▸ Entries taken from a pointing dataset:

━━━━━━━━━━━━━━━━

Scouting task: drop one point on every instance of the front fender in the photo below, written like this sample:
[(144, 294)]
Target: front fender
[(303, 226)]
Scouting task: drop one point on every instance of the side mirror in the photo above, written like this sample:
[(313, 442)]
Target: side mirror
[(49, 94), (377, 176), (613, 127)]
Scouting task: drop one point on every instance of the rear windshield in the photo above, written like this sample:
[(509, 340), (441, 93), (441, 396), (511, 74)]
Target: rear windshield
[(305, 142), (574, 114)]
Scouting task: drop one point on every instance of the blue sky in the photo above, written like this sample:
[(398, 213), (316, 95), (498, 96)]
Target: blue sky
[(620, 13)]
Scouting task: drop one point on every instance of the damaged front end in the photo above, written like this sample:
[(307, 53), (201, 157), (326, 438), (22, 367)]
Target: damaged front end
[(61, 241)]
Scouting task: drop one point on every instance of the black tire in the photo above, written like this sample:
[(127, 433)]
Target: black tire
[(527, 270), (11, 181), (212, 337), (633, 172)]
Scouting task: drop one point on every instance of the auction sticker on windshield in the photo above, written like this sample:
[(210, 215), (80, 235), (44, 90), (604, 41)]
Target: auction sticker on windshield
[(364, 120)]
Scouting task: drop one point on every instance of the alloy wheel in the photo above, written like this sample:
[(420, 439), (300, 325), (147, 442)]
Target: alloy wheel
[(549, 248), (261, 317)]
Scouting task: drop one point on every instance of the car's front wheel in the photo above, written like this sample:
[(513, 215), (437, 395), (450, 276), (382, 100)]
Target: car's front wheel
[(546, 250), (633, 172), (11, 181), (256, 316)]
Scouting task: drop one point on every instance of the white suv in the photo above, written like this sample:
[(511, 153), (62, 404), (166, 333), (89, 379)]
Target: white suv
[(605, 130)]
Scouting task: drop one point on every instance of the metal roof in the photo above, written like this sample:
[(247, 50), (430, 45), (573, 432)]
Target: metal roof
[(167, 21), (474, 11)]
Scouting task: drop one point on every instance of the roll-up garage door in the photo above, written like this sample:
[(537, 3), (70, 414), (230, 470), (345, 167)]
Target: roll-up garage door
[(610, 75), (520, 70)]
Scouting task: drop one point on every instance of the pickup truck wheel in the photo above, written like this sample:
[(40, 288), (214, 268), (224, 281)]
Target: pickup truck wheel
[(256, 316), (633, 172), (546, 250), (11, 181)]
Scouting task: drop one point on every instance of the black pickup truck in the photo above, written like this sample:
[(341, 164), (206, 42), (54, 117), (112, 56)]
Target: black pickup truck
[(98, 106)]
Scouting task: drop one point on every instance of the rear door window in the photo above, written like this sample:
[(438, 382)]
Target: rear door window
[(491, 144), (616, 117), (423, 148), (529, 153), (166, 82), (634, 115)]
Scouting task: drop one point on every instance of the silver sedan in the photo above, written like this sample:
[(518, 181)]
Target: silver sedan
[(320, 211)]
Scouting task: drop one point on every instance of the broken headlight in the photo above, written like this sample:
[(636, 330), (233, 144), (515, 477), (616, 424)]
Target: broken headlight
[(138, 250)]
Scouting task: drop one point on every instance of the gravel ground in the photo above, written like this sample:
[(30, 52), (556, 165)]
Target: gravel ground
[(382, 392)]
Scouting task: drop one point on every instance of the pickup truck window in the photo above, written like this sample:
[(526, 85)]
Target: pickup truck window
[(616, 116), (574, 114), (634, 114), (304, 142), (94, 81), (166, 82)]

━━━━━━━━━━━━━━━━

▸ Work required: Copy all of the data above line for line, changing nothing.

▸ Finished answer:
Scouting task: drop one point on every instance of the front fender in the photo below, written like this sample:
[(144, 294)]
Target: front fender
[(303, 226)]
Scouting task: drop one point on every instance of the side mirror in the photo above, written like this sample:
[(313, 442)]
Target: side mirror
[(49, 94), (377, 176), (613, 127)]
Scouting task: drop one point on every instance of the rear windshield in the photo above, written like this sample:
[(509, 340), (441, 93), (441, 396), (511, 74)]
Target: rear windshield
[(305, 142), (574, 114)]
Scouting task: drop one point on every instance of the blue sky in the photo above, written like this sample:
[(398, 213), (316, 95), (498, 96)]
Target: blue sky
[(620, 13)]
Scouting task: drop one point on every instance of the damaged front end in the photo above, written like this sample:
[(307, 53), (201, 157), (326, 438), (22, 367)]
Target: damaged front end
[(61, 241)]
Scouting task: drop one point on every instance of the black tire in the photo above, written like this sample:
[(127, 433)]
Target: black tire
[(527, 270), (11, 181), (212, 337), (633, 172)]
Scouting task: drop one point on every instance of the auction sticker on windshield in the photo above, written like this sample:
[(210, 215), (80, 235), (44, 90), (604, 41)]
Target: auction sticker on windshield
[(364, 120)]
Scouting task: drop one point on every instance of the alloy wheel in the photo above, written like this sample:
[(420, 439), (300, 325), (147, 442)]
Target: alloy wheel
[(549, 248), (261, 317)]
Scouting task: drop one point on every instance of the car's front wheel in the photo above, written like this sample:
[(513, 215), (437, 395), (450, 276), (382, 100)]
Target: car's front wheel
[(546, 250), (633, 172), (11, 181), (256, 316)]
Scouting task: drop one point on every instance of the white suv in the photo above, written like this sample:
[(511, 153), (62, 404), (166, 333), (89, 379)]
Target: white suv
[(605, 130)]
Scouting task: drop one point on every instance of the metal roof in the photo above, written like this sample:
[(247, 50), (430, 45), (573, 432)]
Target: metal roof
[(167, 21), (474, 11)]
Scouting task: drop one point on every instance of the roll-up garage door in the photo above, written like this sample:
[(537, 3), (70, 414), (230, 470), (345, 167)]
Target: roll-up garage door
[(610, 75), (520, 70)]
Scouting task: drop one point on every instance of the pickup truck wheel in the photo above, written like this sample:
[(40, 288), (214, 268), (224, 281)]
Target: pickup truck wheel
[(256, 316), (633, 172), (546, 250), (11, 181)]
Scouting task: drop one point on every instance of the black pickup truck in the photo above, written like this sample:
[(341, 164), (206, 42), (54, 117), (112, 56)]
Target: black pickup truck
[(98, 106)]
Scouting task: drop one point on every instance of the rear door window in the photo above, written like this sample:
[(438, 382)]
Target: rear door window
[(491, 144), (616, 117), (423, 148), (529, 153), (166, 82), (634, 115)]
Scouting task: drop one point on every instance of the silver sedan in the photo above, written like this sample:
[(518, 181)]
Target: silver sedan
[(320, 211)]
Scouting task: drop one point on every instance of the broken headlight in the photo above, written like this sample:
[(636, 330), (233, 144), (515, 477), (616, 424)]
Target: broken headlight
[(138, 250)]
Scouting task: drop one point on every instance of the gravel ground in the photo above, written like this sample:
[(30, 52), (556, 165)]
Target: gravel ground
[(382, 392)]
Scouting task: drop one point on every instance of the pickup truck window in the photo above, written like this sample:
[(526, 85)]
Target: pickup truck window
[(616, 116), (574, 114), (634, 114), (304, 142), (94, 81), (166, 82)]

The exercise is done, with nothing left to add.